=== Begin Enclosure ===
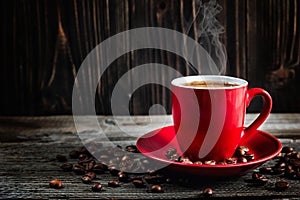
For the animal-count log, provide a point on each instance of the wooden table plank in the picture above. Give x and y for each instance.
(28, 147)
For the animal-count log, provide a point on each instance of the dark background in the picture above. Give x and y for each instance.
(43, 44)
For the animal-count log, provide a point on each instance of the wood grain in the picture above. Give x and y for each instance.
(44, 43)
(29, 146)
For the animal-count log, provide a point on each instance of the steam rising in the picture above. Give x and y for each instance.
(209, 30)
=== End Enclosure ===
=== Begin Enclosure ===
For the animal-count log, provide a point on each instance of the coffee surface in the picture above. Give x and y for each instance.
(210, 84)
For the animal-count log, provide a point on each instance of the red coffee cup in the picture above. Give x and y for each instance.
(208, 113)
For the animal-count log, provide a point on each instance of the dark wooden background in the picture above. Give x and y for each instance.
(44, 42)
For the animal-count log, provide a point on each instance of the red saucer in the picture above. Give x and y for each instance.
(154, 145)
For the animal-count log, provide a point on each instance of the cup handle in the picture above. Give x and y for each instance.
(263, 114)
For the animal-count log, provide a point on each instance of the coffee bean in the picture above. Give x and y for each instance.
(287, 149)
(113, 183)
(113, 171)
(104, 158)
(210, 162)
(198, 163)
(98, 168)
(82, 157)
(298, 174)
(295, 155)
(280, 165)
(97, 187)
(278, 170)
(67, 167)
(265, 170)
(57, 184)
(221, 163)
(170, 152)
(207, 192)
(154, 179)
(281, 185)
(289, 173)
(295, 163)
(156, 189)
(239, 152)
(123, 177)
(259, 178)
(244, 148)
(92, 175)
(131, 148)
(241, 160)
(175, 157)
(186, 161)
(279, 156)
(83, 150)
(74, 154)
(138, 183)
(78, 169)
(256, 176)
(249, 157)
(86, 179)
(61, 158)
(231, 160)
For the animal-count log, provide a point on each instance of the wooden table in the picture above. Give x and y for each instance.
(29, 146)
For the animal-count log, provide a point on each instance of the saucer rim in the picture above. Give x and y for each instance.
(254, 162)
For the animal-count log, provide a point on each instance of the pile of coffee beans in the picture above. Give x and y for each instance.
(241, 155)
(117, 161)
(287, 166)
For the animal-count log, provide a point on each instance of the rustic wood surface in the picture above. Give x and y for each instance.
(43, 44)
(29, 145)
=== End Enclosure ===
=== Begin Enclosure ===
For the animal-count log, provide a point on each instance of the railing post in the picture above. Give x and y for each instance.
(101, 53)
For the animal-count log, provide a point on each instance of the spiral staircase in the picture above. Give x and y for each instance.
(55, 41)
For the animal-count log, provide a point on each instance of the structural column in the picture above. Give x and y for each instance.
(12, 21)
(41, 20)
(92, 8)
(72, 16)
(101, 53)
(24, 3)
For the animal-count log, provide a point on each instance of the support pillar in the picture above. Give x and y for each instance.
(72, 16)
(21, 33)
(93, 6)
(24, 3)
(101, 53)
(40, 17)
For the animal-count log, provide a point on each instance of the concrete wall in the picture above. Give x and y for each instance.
=== End Enclosure ===
* _Exercise aim_: Could you write out, exactly as they stand, only the lines above that begin at the line with "of the structural" and stop after the line with "of the concrete"?

* _Result for this task_:
For the animal-count log, provide a point on each instance of the structural column in the picture above. Give x and y for each instance.
(12, 21)
(41, 20)
(92, 8)
(72, 16)
(101, 53)
(24, 3)
For the animal-count log, provide a point on each instance of the support pillar in the picture above. Give x and y for each instance.
(72, 16)
(21, 33)
(93, 6)
(24, 3)
(101, 53)
(40, 17)
For the animal-count log, provide a point on each instance of the concrete wall in the picture above. Give x and y for each instance.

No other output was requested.